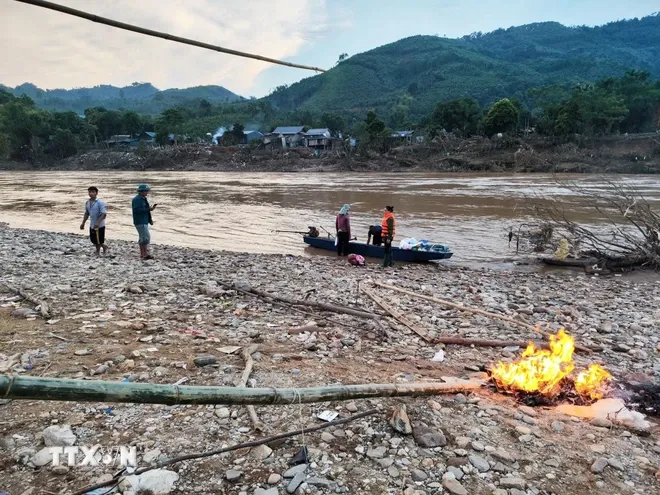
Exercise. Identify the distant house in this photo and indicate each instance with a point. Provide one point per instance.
(285, 137)
(399, 137)
(318, 138)
(119, 140)
(147, 138)
(249, 136)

Stated task: Rewrite the rows, replacing "point" with "marker" and leaving everything else the same. Omit the pictures.

The result:
Exercise. Identify the distant house in this photo and indicate each instance with a marker. Provide one marker per instance.
(285, 137)
(399, 137)
(318, 138)
(119, 140)
(147, 138)
(249, 136)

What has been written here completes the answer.